■ WHAT IS EXPECTED
Copy the line containing "Mark the cloud", then all lines after it up to and including the final line of the material, exactly and without additions.

■ STORED ROWS
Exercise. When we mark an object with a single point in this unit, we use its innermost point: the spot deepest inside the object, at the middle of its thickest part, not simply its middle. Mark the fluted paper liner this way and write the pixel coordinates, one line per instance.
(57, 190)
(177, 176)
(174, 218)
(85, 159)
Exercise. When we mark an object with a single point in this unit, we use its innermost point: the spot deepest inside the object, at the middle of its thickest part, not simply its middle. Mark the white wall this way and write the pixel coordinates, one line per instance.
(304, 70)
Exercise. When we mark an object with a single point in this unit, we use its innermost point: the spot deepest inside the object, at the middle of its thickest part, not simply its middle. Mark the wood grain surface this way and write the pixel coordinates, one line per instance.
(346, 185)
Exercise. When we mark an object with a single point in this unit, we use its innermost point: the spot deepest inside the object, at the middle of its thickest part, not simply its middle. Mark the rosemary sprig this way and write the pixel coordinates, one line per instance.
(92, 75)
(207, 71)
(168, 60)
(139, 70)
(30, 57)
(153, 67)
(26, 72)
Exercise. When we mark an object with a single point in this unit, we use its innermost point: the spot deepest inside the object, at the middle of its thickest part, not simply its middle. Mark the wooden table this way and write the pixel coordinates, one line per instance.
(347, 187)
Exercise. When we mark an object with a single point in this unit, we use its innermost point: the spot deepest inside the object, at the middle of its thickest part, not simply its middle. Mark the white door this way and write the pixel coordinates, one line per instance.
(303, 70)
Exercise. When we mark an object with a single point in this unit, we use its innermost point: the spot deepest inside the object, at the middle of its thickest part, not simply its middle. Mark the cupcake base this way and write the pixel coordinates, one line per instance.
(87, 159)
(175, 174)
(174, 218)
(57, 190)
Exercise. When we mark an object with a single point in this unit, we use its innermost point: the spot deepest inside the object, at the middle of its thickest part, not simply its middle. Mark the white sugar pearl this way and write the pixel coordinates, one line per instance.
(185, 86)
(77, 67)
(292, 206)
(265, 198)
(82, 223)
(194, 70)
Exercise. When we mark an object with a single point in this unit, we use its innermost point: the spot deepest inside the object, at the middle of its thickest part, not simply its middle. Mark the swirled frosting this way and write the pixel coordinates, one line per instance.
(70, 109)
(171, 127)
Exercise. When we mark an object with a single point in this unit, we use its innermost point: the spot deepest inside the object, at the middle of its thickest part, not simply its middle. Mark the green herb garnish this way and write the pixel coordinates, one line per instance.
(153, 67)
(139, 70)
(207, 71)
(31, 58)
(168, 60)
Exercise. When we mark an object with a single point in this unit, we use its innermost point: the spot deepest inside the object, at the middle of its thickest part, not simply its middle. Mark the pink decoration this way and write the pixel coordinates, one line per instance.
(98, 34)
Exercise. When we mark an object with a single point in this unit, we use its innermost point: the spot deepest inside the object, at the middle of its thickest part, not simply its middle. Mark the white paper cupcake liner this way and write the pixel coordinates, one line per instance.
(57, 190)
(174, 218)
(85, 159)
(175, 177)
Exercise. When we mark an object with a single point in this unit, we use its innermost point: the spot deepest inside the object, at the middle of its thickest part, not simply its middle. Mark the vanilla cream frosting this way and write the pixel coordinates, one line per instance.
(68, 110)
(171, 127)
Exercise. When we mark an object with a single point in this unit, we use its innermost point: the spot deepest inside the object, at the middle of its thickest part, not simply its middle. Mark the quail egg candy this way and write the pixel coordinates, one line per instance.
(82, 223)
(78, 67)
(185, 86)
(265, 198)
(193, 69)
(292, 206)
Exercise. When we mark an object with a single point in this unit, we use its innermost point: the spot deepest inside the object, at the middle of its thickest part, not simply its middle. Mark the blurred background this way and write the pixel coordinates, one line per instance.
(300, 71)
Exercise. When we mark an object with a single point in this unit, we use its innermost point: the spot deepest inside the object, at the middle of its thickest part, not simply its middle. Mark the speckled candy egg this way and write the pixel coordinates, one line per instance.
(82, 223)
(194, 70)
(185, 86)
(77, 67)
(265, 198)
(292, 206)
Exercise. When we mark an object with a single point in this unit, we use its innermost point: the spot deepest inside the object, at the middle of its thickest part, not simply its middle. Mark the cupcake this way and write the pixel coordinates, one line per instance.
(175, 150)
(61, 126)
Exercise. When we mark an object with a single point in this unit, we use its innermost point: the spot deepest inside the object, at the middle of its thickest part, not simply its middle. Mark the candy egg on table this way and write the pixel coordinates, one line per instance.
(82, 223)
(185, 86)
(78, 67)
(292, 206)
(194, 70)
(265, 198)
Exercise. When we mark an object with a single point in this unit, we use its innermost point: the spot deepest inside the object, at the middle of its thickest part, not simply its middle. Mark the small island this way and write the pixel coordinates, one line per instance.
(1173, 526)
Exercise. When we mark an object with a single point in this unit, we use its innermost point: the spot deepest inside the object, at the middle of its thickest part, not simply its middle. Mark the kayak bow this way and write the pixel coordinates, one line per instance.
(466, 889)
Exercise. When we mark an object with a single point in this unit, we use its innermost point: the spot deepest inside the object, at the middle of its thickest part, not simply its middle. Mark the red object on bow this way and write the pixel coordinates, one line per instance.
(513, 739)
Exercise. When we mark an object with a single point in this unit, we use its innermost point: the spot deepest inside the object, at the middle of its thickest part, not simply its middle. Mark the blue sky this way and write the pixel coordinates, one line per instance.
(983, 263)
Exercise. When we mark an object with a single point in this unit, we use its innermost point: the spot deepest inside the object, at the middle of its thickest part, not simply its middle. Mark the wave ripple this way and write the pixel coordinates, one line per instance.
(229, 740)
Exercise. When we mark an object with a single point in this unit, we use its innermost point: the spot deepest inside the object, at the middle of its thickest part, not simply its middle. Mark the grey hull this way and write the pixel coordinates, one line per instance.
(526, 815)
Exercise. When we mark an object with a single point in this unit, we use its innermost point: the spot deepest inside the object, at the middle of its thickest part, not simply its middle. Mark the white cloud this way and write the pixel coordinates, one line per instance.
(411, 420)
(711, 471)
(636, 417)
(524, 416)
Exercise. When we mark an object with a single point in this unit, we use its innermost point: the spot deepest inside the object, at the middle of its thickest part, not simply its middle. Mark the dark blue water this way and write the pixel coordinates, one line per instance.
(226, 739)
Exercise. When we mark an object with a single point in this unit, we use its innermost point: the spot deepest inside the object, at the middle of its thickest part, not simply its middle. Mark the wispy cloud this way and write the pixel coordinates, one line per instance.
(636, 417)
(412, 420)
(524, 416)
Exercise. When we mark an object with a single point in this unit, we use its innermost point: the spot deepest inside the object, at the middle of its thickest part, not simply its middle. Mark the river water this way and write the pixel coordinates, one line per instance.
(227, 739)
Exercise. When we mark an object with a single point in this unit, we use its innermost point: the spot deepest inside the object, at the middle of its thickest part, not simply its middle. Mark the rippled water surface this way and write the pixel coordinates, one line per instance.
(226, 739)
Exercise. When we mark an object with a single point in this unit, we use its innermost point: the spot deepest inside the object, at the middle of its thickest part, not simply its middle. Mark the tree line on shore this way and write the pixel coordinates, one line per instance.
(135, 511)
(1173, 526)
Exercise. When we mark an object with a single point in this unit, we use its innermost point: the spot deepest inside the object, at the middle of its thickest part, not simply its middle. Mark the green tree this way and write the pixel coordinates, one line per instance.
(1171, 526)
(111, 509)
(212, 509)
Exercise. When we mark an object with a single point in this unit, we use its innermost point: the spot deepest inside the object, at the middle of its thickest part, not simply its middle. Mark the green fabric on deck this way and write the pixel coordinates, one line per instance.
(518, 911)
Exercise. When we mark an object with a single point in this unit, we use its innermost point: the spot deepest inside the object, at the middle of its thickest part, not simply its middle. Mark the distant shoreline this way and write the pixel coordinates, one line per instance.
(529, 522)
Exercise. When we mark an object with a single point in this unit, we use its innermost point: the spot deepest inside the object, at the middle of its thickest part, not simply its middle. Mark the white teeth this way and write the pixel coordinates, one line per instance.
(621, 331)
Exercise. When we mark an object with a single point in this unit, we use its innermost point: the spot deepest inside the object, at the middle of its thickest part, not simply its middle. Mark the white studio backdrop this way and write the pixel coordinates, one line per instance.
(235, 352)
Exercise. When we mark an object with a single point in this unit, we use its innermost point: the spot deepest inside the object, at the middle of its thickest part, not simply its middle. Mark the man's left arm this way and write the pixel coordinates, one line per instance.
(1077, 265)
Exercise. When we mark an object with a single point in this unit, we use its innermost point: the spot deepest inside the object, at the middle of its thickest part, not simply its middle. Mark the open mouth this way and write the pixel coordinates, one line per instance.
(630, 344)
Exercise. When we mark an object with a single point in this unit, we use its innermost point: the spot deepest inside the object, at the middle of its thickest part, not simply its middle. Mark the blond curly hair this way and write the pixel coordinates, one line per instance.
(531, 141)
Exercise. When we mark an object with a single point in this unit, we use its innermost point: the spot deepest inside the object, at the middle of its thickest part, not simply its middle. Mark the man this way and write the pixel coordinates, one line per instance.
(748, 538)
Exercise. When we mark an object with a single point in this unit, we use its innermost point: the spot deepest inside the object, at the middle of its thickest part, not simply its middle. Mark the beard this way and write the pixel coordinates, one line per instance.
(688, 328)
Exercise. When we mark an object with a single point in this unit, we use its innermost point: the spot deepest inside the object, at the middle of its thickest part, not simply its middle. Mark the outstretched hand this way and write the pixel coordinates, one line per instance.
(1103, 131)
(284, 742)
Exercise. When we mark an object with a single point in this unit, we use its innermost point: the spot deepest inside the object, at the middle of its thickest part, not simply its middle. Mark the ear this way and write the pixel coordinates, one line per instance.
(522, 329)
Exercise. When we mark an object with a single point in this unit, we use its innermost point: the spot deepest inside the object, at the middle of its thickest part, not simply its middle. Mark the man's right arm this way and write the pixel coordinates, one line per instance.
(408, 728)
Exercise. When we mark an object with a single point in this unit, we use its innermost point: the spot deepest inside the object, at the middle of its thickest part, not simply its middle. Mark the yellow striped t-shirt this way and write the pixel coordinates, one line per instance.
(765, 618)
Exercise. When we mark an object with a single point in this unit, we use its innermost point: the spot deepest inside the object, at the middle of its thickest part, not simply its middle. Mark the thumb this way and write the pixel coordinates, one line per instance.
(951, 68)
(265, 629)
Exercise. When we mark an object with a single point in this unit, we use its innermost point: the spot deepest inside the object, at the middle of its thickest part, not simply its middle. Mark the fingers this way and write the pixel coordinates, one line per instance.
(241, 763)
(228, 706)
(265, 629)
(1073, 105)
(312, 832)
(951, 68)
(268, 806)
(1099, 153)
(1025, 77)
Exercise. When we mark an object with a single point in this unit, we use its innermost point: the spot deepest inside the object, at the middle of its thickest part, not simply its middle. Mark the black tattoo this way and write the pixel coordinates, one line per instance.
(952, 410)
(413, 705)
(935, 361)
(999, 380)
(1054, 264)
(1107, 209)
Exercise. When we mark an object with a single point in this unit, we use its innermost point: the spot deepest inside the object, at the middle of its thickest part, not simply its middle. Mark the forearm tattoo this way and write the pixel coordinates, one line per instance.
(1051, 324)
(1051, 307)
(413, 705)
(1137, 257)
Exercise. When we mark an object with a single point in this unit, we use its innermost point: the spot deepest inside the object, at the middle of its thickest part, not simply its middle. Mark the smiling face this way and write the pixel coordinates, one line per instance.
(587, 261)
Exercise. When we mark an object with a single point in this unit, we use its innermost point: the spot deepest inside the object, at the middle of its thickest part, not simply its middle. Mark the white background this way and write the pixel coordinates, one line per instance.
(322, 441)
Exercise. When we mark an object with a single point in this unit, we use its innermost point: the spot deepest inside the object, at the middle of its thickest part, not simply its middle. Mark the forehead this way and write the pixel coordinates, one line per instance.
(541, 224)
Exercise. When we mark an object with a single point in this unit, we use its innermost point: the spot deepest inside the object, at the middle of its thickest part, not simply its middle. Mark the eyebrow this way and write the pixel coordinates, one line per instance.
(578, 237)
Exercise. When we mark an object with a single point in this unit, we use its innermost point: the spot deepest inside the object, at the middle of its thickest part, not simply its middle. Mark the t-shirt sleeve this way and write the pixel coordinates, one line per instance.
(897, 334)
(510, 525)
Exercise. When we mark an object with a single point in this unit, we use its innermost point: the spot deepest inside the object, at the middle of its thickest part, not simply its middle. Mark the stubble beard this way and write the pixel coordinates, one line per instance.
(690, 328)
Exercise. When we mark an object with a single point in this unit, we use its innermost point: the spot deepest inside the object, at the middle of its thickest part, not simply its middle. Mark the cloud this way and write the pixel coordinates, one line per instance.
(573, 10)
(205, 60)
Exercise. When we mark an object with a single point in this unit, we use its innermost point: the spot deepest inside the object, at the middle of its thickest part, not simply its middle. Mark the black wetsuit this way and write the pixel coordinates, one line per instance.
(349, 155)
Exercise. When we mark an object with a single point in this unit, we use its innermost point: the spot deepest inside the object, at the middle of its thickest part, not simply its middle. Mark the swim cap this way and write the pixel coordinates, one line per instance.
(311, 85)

■ SOLUTION TO THIS EXERCISE
Exercise. When we mark an object with a single point in this unit, we use its innermost point: the spot deepest inside the object, at the middle of its thickest part, not simply its middle. Mark the cloud this way and write the pixel coordinates, one line per instance.
(573, 10)
(205, 60)
Exercise. When we mark an object with a single point in this unit, we use its innermost point: the spot deepest inside the object, at the middle of its thickest part, not simply its middle. Mark the black wetsuit this way and write the pixel coordinates, one line per instance.
(349, 155)
Exercise. When we mark an object with a single point in this unit, we use its innermost point: the spot deepest inside the object, at the middle of its thickest part, not simply its middle. Mark the swim cap this way and write the pixel coordinates, one line per instance.
(311, 85)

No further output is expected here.